_What to do_
Starting at the beginning of the records and going through the line with "x=235 y=478", write those lines out again with "gloved hand" swapped for "bare hand" and everything else left the same.

_Records provided_
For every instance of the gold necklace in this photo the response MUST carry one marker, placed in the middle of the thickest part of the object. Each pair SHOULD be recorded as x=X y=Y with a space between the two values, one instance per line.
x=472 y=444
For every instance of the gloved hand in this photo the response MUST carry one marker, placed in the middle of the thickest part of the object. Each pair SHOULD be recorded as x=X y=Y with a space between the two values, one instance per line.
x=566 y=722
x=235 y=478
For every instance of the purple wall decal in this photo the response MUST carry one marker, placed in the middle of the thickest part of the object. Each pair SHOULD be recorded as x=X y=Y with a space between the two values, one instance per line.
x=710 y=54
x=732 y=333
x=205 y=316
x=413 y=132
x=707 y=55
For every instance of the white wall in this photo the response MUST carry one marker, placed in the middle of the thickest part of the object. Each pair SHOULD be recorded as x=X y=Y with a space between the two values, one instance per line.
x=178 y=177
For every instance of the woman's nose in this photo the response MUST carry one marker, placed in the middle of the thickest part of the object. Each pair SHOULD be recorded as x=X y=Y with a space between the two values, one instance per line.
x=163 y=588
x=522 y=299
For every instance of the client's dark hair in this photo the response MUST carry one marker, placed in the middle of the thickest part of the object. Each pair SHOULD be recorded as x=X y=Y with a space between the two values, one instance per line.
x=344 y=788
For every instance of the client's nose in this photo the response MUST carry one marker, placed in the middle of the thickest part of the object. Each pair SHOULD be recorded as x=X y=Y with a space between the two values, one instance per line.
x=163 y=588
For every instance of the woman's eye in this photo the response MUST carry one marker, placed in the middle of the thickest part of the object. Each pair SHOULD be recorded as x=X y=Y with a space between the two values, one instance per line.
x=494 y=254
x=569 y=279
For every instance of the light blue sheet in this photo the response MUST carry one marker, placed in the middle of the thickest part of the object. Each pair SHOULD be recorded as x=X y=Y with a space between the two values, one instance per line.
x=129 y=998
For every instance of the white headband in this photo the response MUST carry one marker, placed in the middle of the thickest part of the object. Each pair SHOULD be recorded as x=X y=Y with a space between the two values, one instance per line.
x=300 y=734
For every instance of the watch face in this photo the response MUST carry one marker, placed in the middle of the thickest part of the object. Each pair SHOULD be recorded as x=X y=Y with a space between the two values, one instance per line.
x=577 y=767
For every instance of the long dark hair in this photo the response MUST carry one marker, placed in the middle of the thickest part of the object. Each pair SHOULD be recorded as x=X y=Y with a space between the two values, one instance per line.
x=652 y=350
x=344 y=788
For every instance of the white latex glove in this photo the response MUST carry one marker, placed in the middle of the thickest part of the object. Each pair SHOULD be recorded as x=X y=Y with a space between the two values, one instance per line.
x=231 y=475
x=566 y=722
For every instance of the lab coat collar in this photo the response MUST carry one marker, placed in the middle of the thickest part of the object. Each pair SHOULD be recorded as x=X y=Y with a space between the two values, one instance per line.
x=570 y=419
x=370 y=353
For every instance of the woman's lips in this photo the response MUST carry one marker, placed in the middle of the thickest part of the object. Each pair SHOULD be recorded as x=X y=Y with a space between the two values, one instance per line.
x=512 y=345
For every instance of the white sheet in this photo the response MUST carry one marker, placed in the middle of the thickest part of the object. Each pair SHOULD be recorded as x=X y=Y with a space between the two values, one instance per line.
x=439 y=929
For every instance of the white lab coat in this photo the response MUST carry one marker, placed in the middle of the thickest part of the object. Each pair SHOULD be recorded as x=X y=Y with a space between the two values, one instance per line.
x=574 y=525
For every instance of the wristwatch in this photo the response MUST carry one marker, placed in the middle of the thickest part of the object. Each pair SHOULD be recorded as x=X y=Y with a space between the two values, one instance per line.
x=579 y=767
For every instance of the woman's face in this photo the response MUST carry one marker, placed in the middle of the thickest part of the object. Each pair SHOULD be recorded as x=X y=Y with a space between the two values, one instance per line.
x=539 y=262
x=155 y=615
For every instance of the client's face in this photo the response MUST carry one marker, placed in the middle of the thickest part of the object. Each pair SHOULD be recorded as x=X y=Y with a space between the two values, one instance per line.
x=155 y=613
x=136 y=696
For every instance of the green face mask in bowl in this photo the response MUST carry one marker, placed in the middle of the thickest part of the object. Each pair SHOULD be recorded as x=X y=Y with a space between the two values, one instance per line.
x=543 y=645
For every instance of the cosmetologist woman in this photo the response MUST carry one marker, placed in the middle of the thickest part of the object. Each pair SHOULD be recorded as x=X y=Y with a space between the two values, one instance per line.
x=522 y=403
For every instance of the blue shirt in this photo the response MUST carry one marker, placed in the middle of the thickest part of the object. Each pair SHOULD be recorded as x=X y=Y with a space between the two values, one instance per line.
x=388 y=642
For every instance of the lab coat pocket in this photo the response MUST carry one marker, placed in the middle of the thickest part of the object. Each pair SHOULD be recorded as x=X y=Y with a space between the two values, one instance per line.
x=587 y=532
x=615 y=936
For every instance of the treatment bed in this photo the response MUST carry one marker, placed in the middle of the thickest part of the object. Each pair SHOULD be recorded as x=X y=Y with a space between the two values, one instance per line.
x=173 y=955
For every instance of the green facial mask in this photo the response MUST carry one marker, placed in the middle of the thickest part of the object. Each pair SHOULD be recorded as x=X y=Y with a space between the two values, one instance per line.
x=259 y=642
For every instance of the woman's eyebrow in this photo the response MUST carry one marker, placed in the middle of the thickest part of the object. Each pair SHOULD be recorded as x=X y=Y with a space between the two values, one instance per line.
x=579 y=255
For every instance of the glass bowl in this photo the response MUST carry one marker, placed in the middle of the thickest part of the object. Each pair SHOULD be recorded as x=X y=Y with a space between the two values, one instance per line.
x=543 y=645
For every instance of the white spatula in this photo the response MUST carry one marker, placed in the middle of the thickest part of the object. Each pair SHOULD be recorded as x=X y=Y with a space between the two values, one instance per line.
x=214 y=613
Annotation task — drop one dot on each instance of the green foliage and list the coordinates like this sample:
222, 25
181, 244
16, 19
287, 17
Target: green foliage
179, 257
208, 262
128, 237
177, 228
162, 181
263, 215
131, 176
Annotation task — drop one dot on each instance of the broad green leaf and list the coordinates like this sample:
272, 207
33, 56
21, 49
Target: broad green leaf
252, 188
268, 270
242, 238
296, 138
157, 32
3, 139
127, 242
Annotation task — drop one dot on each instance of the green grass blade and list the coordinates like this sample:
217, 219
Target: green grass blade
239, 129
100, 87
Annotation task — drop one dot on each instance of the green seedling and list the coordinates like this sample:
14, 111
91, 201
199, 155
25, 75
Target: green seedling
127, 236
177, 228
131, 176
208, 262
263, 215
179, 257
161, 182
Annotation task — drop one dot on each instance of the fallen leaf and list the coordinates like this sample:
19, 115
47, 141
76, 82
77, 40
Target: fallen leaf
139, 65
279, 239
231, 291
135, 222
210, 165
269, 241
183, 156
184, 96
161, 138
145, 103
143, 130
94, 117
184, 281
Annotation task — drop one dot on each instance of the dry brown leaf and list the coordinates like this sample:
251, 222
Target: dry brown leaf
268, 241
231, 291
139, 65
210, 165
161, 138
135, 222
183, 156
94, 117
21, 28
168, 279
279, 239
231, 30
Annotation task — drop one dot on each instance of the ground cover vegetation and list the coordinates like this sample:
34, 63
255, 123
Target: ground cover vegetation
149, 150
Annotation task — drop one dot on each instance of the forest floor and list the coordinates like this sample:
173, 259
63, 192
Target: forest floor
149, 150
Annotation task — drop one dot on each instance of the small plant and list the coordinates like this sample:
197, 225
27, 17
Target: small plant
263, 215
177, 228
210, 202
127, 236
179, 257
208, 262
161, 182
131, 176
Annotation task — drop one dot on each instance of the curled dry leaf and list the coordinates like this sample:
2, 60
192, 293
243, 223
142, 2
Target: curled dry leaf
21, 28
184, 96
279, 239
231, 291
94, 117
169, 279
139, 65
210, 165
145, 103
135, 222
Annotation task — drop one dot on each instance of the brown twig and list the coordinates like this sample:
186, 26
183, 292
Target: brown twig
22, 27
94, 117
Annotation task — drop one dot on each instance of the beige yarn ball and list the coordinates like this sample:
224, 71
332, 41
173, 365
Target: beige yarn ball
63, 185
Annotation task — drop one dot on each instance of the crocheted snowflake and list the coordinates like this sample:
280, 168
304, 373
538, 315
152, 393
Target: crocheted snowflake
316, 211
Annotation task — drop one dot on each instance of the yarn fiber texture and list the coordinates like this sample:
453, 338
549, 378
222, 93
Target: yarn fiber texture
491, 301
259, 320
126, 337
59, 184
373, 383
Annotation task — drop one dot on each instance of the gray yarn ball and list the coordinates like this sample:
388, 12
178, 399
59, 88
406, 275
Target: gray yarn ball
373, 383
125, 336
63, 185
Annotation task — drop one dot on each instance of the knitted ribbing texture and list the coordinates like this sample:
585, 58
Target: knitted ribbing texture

_Exercise answer_
For every instance of the gold necklace in this photo the response MUST carry one marker, placed in the middle of the thickest part of the object. Each pair SHOULD be recorded as x=X y=Y with a space between the two values, one instance per line.
x=472 y=444
For every instance of the bare hand in this photo the response MUST carry one marker, placed in the middle of the thickest part of the object. Each pair SHOULD be recorded as x=X y=Y with a space between the two values, one instance per line.
x=566 y=722
x=235 y=478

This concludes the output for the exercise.